**Page excerpt:**
= = = = = = =
I've been trying to exercise a little every day. I'm so scared about the severe bloating I keep hearing about with IVF and since I need to lose weight, anyway, I'm trying to counteract that side effect as much as I can. So far, it's working. I don't really feel bloated at all. Just sore.

I didn't sleep well last night. Probably because I had a long nap earlier in the day and we were up late watching movies. I hate starting weeks like this. To summarize, I'm grumpy. And sore.

Sunday, April 4, 2010

IVF Stim Day 2

I can feel my ovaries, already.

Saturday, April 3, 2010

I Survived IVF Stim Day 1

When I went to my medication education session, the nurse suggested that, when we get our big-bag-o-meds, we lay them all out, make sure they're all there and that we know how to use them. Well, I didn't do that. I don't know if it was laziness, or that I'm really trying to minimize the IVF process obsessing for my own sanity. I tend to get very fixated on things and it takes over all my thoughts. That's what happened during the last year I was trying to get pregnant. So, I threw the bag on the kitchen table and tried to forget about it. Sometimes I'd walk by and have moments of proudness. Like "look, I'm so chill I'm totally ignoring the thousands of dollars of medicine and medical equipment I have right there on the kitchen table. I am so awesome and cool!"

Then yesterday it was time for the shots. That's when I decided to dive into the goody bag. Stressful! I forgot everything they taught in the education session. (I knew I should have recorded that on my iPhone!) I spent an hour or so on youtube looking for videos on how to give Menopur and Follistim injections. Thankfully, I found quite a few. Other than agonizing over how much saline I was supposed to mix the Menopur with, it was OK.
= = = = = = =
**Entries shown:**

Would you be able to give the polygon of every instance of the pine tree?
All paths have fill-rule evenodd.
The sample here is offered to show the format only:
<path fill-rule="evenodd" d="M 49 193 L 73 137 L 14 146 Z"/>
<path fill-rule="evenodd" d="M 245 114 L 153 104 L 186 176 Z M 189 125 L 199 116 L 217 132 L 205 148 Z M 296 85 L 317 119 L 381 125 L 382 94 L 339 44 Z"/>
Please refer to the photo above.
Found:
= = = = = = =
**Tasks to carry out:**
**1)** In the IVF blog excerpt, what did the writer agonize over when preparing the Menopur?
**2)** Continue the IVF blog excerpt from the point where it stops.

**Activity answers:**
**1)** How much saline to mix the Menopur with.

**2)**
I thought the Follistim injection was a walk in the park. I had surgery to remove an ovarian cyst back in the 90's before laproscopic was all the rage. And I've never fully regained the feeling around the bikini incision. This was helpful for the injections. The Menopur still burned a little, but I was expecting it because my new IVF friend had told me about it.

I survived day 1! I know it'll get worse, but for now, I'm OK.

Thursday, April 1, 2010

IVF Eve

Tomorrow's the big day. I'll start my morning bright and early with 75 of Menopur and 225 of Follistim. I'm nervous, and excited.

Today was a beautiful day in Chicago. It was one of those days where everybody has burst outdoors after a long snowy winter. Lots of runners. Lots of outdoor eating. Walking and talking. I had lunch with friends out on the lawn of one of the buildings on campus. It was lovely. And tonight I played basketball outside with my husband until it was too dark to see the ball. It was nice to get my heart rate up out in the fresh air. I'm really glad spring is here.

This week I found out that a business acquaintance who I've become friends with got pregnant on her first IVF cycle. I knew she was pregnant, but had no idea she'd been struggling with fertility problems. When she asked me if I planned to have kids, I ended up telling her in an email that I was starting IVF and that I was nervous. She called me immediately. It was good to connect with somebody who has actually been through it.

She had some interesting advice about not sharing all the gory details of shots and emotions with my husband. She said that her husband had a hard time with that stuff and made the statement "well lets just stop, then" somewhere mid-cycle after she'd already taken a bunch of the injections. She wanted to kill him. I don't blame her. I suspect this type of response from husbands is probably not that uncommon. In fact, I could see my own husband saying the same thing if he thought I was in pain or really struggling. He has already said that he would not be able to go through what I'm going through (needles, retrievals etc...) if he were me. So while I don't plant to hide things from him, I will probably try to spare him some of the details. There's no need in both of us being miserable, right?

Before I hung up with my friend, she suggested that I identify a couple of close friends that I could talk to when I needed it. And she told me not to hesitate to call her any time. That really meant a lot to me. I mean like I want to send her a thank you card or something, except I'm afraid she'll think I'm crazy. I just hope I can hold it together for this.